=== Text for analysis ===

Performance on VGR was quantified using 14 parameters reflecting spatial and temporal features of hand motion (Kinarm, KST Summary, https://kinarm.com/kinarm-products/kinarm-standard-tests/). These parameters are described in Table II. Raw parameter scores were converted to normalized Z-scores using statistical models of performance previously calculated from a large group of healthy controls. Briefly, the data is transformed using Box-Cox power transforms (24) and multiple linear regression to account for age, sex, and handedness. The Task Score is a composite score of the parameter Z-scores and was calculated using root-sum-squares. For the VGR task, the weight of each parameter is calculated based on the number of successful trials, excluding parameters that are highly correlated (r < 0.9) with another parameter. The Task Score is a positive value, with zero denoting the best performance and increasing scores denoting poorer performance (25). By calculating Z-scores and Task Scores using models developed from healthy controls, it is then possible to identify if participants with stroke are impaired relative to the expected performance of an individual of similar age, sex, and handedness. Performance was considered impaired if the Task Score exceeded 1.96, which corresponds to the bottom fifth percentile of performance for healthy participants (26).

Table II. Visually Guided Reaching parameters

Parameter (unit, where applicable)	Description	Excluded from task score calculation
No initial stabilization	Number of trials for which there was no stabilization at the starting target
No reaction time	Number of trials for which no movement onset was detected (i.e. the participant did not move).	Excluded
No end movement	Number of trials for which no movement end was detected, for example, the participant did not reach or stabilize at the peripheral target.
End target not reached	Count of trials where the end target was not reached.	Excluded
Postural hand speed (m/s)	Mean hand speed for 0.5s before peripheral target illumination.
Reaction time (s)	Time between illumination of the peripheral target and onset of movement.
Initial movement direction error (degrees)	The angular deviation between (a) a straight line from the hand position at movement onset to the peripheral target and (b) a vector from the hand position at movement onset to the hand position after the initial phase of movement.

=== Given information ===

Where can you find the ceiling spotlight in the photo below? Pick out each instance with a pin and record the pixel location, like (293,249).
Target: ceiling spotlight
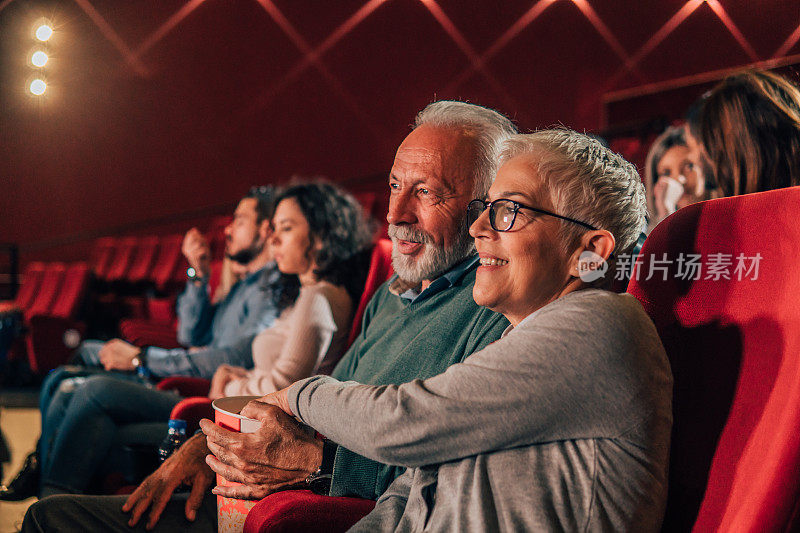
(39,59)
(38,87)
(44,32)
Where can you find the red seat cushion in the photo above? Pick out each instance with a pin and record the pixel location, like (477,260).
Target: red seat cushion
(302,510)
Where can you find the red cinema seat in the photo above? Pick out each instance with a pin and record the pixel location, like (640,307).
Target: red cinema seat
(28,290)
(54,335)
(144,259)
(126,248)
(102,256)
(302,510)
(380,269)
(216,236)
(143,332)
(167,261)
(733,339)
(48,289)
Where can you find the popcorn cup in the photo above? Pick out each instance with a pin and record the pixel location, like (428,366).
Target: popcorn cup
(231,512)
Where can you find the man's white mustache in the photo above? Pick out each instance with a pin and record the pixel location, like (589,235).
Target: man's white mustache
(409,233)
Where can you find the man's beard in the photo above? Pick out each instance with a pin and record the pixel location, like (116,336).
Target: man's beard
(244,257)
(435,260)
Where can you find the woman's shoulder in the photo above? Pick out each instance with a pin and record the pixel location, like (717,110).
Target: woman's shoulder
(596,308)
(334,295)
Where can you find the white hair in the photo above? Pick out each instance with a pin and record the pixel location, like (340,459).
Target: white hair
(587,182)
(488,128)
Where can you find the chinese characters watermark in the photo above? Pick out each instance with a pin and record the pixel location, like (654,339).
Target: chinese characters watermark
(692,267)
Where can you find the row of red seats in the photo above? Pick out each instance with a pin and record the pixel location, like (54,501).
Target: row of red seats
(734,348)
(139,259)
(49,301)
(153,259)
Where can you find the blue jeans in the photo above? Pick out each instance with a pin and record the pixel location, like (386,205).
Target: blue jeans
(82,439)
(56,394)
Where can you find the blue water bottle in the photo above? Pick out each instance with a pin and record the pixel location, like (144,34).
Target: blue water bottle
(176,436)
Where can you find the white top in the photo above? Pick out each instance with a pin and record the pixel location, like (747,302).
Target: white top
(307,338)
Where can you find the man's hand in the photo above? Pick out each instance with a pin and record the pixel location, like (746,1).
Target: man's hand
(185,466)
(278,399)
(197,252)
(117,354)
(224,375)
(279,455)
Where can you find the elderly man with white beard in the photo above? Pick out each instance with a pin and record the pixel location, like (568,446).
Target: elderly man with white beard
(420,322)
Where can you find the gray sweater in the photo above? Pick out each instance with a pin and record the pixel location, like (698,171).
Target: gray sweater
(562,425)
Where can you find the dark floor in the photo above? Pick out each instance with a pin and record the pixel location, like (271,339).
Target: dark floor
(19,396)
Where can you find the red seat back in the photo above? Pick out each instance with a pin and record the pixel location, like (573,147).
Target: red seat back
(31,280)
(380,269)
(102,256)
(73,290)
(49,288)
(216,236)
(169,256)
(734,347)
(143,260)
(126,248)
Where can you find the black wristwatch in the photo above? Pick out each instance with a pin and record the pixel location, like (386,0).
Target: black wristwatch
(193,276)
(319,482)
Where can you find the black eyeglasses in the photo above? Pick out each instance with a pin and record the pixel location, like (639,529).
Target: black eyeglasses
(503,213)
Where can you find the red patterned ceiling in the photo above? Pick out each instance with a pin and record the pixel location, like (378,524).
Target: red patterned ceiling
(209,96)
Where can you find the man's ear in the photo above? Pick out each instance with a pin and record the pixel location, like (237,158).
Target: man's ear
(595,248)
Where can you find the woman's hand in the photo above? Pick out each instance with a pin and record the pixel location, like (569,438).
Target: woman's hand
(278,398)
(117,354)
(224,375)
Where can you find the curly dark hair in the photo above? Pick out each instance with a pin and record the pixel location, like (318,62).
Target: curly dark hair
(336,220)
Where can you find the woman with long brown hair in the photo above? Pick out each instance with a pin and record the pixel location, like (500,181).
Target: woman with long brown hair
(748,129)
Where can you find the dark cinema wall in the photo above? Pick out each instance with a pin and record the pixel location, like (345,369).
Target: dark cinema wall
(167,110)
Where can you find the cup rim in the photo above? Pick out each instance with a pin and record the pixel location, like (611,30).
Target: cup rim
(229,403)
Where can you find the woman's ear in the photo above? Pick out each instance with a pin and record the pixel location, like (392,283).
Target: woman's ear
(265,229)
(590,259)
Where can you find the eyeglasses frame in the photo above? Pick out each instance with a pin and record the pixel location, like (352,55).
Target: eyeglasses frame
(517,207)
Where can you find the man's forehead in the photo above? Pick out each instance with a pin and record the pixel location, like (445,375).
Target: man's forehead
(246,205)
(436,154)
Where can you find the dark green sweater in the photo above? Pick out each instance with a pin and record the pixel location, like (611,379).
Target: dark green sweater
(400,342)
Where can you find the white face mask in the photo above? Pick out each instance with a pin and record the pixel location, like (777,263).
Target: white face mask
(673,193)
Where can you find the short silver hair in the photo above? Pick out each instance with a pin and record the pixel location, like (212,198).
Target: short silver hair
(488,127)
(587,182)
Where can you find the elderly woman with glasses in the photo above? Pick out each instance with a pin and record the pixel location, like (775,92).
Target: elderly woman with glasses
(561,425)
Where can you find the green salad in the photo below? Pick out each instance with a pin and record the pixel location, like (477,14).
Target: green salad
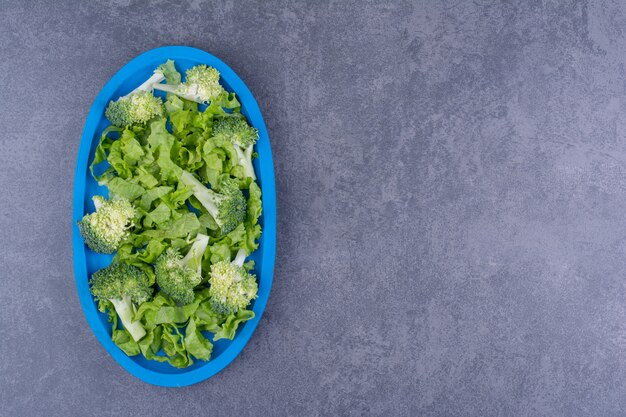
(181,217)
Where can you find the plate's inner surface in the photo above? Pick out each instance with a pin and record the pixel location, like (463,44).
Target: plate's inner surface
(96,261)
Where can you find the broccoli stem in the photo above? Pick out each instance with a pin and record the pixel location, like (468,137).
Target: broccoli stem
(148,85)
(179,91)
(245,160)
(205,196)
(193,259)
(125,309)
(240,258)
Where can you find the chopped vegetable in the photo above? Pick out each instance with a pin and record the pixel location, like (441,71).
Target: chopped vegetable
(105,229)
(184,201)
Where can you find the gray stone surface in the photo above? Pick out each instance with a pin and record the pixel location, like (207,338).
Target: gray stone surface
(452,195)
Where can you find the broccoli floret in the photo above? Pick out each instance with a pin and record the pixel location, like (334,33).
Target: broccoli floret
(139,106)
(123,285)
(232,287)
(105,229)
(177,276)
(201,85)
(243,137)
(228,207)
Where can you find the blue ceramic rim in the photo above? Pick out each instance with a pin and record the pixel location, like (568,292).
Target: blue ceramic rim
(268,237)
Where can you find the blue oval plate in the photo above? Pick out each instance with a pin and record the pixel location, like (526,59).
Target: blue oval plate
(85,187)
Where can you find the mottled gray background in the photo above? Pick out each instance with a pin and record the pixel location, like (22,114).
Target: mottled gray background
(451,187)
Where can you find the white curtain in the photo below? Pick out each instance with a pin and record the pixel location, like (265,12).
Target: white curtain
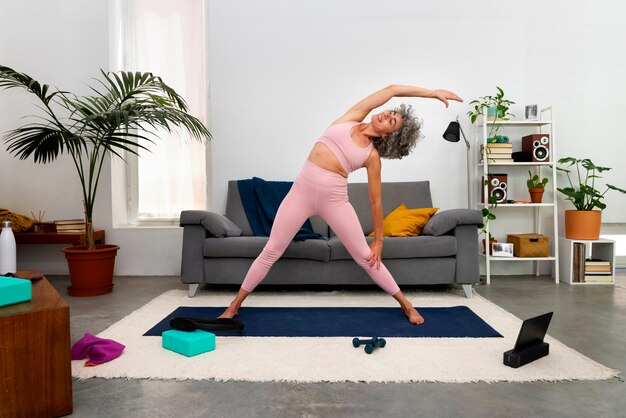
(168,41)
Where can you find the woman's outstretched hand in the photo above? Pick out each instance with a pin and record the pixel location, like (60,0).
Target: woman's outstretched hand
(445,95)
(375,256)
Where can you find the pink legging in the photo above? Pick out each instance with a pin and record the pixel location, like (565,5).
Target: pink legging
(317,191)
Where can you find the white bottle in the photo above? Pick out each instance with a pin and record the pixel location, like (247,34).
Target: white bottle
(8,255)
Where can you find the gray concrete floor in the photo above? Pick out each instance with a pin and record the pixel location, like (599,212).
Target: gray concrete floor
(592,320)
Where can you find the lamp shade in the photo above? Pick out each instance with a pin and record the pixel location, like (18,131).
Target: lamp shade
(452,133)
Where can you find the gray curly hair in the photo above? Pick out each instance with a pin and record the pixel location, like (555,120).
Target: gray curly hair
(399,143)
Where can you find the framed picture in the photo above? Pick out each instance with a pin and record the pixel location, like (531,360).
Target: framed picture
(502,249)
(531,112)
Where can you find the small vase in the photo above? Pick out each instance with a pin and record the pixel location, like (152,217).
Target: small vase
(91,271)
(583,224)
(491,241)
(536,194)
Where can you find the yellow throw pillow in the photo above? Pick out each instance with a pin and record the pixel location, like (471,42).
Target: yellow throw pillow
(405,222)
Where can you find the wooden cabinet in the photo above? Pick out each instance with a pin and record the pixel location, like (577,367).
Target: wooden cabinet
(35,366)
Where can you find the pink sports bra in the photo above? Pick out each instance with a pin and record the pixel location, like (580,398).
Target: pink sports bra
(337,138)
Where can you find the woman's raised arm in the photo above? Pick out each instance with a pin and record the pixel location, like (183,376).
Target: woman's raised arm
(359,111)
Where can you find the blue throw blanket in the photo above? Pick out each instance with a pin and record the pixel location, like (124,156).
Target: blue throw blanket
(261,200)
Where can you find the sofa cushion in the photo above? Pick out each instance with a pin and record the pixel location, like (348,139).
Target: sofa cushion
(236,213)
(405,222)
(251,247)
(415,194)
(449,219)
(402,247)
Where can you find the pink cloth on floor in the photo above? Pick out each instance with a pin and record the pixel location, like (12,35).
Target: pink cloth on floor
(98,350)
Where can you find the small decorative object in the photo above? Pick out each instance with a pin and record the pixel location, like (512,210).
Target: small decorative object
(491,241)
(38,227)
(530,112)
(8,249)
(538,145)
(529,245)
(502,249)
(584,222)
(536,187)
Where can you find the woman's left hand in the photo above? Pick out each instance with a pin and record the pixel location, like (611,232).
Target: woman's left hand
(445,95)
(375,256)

===
=== Given information ===

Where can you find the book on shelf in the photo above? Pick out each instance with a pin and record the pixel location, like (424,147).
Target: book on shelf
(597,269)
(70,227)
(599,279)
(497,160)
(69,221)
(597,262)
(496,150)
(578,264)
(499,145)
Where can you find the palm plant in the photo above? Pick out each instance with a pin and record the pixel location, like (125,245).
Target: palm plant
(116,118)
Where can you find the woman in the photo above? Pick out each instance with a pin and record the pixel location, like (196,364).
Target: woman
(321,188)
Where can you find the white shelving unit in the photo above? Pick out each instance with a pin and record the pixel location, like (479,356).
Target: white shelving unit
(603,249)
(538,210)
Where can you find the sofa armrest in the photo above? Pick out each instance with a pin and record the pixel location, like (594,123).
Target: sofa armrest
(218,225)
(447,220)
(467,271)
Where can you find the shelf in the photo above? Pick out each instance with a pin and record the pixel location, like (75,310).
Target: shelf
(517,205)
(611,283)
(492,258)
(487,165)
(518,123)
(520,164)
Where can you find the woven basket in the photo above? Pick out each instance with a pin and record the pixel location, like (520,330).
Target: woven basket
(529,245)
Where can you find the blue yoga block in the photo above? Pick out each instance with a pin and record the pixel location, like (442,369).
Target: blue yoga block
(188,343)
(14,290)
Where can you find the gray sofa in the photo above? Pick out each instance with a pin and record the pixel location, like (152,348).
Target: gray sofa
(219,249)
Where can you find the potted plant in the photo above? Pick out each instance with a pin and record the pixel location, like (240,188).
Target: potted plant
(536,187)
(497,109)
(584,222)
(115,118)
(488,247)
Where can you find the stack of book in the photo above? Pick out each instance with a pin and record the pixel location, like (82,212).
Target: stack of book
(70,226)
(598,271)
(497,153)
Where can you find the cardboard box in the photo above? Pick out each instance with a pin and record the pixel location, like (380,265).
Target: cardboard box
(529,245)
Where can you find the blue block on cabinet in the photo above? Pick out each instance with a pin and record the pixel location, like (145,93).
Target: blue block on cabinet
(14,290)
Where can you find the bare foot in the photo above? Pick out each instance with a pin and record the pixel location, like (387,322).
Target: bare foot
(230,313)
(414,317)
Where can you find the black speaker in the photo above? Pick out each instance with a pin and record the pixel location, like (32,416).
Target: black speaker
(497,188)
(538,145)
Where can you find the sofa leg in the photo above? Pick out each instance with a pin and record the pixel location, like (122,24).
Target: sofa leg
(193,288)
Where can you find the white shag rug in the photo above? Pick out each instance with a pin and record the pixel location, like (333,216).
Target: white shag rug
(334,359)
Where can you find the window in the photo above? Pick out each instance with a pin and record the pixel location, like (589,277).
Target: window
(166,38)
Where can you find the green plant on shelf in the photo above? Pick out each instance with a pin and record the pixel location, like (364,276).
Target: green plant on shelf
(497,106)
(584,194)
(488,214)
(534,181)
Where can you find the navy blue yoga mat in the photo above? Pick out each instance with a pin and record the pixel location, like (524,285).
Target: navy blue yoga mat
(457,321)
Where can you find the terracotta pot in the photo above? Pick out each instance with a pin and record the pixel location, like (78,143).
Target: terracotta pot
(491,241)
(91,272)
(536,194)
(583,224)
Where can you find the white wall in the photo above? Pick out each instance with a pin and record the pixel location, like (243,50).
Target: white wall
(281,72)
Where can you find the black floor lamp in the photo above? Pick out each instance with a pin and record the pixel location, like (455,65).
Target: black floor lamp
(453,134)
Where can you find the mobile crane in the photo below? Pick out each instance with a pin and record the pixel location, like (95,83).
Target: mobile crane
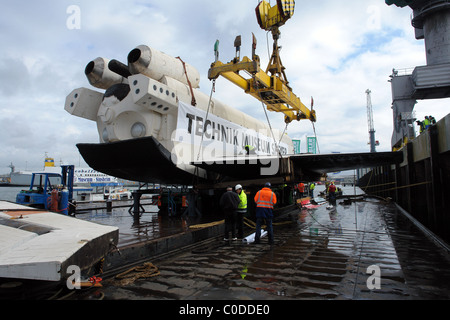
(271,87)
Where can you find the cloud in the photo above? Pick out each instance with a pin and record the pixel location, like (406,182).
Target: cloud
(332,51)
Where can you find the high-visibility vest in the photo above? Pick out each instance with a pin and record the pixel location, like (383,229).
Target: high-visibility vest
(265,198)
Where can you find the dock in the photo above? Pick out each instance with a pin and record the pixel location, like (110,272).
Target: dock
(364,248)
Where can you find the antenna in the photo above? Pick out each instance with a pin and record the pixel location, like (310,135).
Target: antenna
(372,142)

===
=== Given information ===

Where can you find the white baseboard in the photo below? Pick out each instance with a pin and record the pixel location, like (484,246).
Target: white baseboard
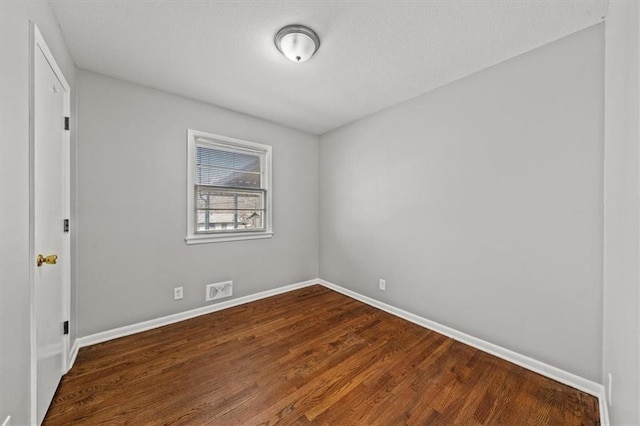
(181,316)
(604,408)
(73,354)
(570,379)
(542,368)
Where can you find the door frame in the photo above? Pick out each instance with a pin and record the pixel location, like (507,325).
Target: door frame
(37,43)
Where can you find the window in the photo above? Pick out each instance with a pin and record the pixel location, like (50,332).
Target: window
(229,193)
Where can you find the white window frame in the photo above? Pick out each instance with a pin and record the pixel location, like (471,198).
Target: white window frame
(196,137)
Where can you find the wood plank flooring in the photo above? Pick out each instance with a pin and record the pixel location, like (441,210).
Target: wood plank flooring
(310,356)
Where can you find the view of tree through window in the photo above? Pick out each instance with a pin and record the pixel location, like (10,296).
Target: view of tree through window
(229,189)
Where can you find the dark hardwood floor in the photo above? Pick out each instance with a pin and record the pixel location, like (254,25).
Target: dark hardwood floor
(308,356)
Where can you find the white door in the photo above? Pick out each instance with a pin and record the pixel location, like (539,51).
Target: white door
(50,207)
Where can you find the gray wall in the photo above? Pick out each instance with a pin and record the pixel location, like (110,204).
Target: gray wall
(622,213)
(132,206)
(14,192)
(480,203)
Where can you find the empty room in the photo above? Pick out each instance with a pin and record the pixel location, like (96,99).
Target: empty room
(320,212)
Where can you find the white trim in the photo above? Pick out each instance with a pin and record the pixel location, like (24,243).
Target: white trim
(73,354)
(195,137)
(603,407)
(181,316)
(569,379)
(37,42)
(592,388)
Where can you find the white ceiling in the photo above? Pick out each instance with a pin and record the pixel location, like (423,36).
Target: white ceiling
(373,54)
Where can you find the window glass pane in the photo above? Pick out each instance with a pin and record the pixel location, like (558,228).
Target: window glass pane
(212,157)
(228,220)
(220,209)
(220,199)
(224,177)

===

**Brief**
Copy out everything in the visually guided reaching text from "End target not" down to "onset of movement.".

**The completed task**
End target not reached	Count of trials where the end target was not reached.	Excluded
Postural hand speed (m/s)	Mean hand speed for 0.5s before peripheral target illumination.
Reaction time (s)	Time between illumination of the peripheral target and onset of movement.